Text section
Sep 07, 2007—The following are news announcements made during the week of Sept. 1.
Industry Automation Group Releases Reader Standard
Controller Area Network (CAN) in Automation (CiA), a nonprofit organization working to develop standardized data and communication systems for different industries, has released the CiA 445 CANopen device profile for RFID interrogators. The profile's objective is to enable users of RFID technology to more easily install and integrate readers into networks in such applications as factory automation, laboratory automation, medical systems, product and asset management, and identification systems. Various interrogator manufacturers will be able to use the profile to make CiA 445-compliant interrogators that will be interchangeable with one another. CiA says it developed the profile specification with the help of several member companies, including DeLaval International, FH Regensburg, Hans Turck, IFM Electronic, Ixxat Automation, RM Michaelides, Schneider Electric, Sick, Siemens Medical Solutions and Vector Informatik.
Deister Announces New RFID Mouse
Deister Electronics, a developer and manufacturer of RFID products, has introduced the RFID-Mouse, a miniaturized tabletop RFID interrogator integrated into a computer mouse. The device's small profile is designed to make it easy to transport, and to use it for establishing mobile RFID reading or encoding stations with a laptop computer. The RFID-Mouse connects to a computer through a standard USB port, which also powers the device. Deister says the RFID-Mouse can be used for a wide range of RFID applications in logistics, retail, supply-chain and other industrial uses. The mouse is available in UHF and HF versions. The HF version can read 13.56 MHz tags complying with the ISO 15693 and 14443 A and B air-interface protocols. The UHF version follows the EPC Gen 2 air-interface protocol and can be set to operate in compliance with the UHF frequency range sanctioned in North America, Europe or Japan. Both devices have a read range of 1 to 2 inches and will be available beginning in October. The UHF version will cost $499; pricing for the HF device has not yet been established but is expected to be less.

Source material
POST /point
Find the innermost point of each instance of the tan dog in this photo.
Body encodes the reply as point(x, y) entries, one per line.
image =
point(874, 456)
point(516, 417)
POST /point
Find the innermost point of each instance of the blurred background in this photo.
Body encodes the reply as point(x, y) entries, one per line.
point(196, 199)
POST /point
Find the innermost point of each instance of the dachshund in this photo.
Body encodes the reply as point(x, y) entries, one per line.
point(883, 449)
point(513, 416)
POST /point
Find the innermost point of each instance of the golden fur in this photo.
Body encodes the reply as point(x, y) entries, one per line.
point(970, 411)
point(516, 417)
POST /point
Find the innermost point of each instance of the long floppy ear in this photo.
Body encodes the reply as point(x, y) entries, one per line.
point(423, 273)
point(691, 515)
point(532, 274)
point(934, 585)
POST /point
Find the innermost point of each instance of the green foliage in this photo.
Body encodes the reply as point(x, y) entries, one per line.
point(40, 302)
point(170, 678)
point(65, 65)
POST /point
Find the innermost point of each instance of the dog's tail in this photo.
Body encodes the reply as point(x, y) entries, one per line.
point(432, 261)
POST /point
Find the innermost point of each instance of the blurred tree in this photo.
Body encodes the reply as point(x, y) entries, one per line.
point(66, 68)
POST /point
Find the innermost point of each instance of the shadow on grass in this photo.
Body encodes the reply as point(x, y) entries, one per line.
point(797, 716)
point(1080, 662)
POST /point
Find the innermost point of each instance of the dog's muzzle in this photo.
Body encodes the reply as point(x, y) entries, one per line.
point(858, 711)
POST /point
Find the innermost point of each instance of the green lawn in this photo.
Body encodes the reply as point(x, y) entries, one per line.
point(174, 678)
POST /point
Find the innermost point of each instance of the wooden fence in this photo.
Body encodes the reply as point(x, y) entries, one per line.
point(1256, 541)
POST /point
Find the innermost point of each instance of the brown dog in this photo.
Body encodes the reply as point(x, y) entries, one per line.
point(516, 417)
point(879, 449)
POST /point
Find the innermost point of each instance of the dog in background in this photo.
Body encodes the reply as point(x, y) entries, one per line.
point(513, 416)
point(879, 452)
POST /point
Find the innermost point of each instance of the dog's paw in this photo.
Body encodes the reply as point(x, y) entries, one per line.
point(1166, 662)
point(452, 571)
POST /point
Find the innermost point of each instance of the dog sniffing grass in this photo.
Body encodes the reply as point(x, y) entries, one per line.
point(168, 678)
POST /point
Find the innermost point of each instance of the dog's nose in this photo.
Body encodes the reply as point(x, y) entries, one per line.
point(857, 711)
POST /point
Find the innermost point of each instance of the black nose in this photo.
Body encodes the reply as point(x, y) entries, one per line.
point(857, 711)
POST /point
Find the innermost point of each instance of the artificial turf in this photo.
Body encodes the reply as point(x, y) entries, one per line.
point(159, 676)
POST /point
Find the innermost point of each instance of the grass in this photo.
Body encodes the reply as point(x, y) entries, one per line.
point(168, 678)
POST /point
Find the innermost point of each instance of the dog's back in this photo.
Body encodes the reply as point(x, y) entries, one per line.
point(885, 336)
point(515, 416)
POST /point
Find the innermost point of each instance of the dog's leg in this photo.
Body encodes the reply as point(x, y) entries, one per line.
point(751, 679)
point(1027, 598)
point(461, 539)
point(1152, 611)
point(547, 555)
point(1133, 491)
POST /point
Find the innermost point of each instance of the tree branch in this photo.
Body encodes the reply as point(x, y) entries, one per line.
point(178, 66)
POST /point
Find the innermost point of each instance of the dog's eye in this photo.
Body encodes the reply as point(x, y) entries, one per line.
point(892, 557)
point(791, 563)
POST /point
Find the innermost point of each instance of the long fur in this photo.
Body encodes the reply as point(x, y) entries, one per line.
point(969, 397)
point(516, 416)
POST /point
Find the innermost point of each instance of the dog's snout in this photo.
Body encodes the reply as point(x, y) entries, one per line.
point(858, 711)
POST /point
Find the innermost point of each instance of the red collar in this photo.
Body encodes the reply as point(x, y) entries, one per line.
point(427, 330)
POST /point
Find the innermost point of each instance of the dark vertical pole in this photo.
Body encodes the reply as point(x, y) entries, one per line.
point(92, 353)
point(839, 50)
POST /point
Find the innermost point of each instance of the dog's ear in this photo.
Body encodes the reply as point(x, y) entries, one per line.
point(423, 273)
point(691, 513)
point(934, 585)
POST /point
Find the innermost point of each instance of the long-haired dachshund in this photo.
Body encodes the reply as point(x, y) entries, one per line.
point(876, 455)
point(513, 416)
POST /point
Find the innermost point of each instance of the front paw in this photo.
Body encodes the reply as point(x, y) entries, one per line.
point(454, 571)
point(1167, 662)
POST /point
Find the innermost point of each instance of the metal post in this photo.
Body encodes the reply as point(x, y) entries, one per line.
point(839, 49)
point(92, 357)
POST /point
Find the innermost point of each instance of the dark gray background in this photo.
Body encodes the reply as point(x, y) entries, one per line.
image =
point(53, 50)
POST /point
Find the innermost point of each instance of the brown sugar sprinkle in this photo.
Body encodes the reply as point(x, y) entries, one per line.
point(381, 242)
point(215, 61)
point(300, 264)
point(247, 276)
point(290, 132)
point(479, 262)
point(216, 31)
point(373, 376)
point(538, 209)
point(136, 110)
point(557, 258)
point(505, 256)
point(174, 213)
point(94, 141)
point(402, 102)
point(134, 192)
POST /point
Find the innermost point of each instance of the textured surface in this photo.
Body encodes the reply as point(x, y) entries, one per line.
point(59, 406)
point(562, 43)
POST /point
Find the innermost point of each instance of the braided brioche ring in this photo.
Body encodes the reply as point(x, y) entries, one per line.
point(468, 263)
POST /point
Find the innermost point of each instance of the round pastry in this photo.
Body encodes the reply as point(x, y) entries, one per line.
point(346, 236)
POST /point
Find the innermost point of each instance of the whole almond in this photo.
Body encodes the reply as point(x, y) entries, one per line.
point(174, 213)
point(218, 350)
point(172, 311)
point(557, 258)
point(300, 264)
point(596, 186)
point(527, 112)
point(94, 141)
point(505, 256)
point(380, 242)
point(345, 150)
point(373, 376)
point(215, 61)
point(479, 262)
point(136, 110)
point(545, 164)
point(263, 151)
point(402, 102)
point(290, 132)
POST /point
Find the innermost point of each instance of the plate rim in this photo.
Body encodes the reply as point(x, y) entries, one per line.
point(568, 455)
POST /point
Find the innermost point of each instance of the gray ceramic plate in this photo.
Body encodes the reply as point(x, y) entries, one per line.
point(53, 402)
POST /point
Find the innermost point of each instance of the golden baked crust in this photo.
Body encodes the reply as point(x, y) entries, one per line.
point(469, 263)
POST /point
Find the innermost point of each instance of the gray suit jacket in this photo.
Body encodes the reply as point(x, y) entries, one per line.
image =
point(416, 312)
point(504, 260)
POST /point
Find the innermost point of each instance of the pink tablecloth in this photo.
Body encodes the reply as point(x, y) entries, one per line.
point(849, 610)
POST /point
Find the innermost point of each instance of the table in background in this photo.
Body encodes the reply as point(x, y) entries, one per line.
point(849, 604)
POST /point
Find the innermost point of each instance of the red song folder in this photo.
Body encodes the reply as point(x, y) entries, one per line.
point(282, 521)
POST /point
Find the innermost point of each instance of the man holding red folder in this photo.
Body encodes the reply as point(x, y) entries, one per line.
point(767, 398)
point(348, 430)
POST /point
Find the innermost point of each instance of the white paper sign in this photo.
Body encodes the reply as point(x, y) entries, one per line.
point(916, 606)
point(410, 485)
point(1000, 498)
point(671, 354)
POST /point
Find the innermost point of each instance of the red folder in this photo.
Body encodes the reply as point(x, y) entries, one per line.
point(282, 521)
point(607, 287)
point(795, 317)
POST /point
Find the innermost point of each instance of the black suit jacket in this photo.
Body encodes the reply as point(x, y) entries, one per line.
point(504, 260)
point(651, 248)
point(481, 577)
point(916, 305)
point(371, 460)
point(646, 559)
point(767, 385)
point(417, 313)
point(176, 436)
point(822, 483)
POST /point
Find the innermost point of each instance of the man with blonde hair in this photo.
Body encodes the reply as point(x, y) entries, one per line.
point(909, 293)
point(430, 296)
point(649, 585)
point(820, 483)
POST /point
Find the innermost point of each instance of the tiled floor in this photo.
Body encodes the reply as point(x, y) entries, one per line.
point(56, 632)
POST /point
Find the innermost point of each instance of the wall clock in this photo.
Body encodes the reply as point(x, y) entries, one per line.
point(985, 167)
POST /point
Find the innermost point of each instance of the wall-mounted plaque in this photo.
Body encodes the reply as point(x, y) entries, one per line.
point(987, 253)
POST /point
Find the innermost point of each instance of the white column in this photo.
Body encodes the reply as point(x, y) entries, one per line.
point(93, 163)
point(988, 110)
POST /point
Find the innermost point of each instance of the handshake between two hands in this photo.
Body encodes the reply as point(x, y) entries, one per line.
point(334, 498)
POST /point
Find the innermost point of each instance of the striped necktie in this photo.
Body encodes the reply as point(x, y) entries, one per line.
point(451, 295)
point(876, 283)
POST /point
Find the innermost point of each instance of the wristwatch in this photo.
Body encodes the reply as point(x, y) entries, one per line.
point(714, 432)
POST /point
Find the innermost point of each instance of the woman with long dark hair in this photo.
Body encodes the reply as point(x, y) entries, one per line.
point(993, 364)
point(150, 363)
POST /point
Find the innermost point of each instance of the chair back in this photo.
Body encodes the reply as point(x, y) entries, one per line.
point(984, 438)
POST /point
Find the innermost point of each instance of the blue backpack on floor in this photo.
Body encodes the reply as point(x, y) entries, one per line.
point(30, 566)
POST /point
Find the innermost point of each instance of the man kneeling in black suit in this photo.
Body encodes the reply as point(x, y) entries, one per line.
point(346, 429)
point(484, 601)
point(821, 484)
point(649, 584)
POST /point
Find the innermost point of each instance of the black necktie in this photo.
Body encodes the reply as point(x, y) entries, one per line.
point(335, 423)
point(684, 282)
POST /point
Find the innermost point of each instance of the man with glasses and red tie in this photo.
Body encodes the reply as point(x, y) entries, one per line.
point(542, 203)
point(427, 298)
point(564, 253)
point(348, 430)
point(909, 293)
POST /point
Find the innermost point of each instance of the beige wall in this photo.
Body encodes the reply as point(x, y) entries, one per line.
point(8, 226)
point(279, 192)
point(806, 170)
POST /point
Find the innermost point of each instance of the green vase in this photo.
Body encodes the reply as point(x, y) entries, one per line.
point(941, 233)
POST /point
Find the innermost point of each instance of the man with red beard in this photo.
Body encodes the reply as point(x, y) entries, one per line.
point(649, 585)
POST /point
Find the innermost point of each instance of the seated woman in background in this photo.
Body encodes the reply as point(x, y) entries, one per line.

Required work
Render the following sentence from the RFID news text in Spanish: "The RFID-Mouse connects to a computer through a standard USB port, which also powers the device."

Exercise output
El RFID-Mouse se conecta a una computadora a través de un puerto USB estándar, que también alimenta el dispositivo.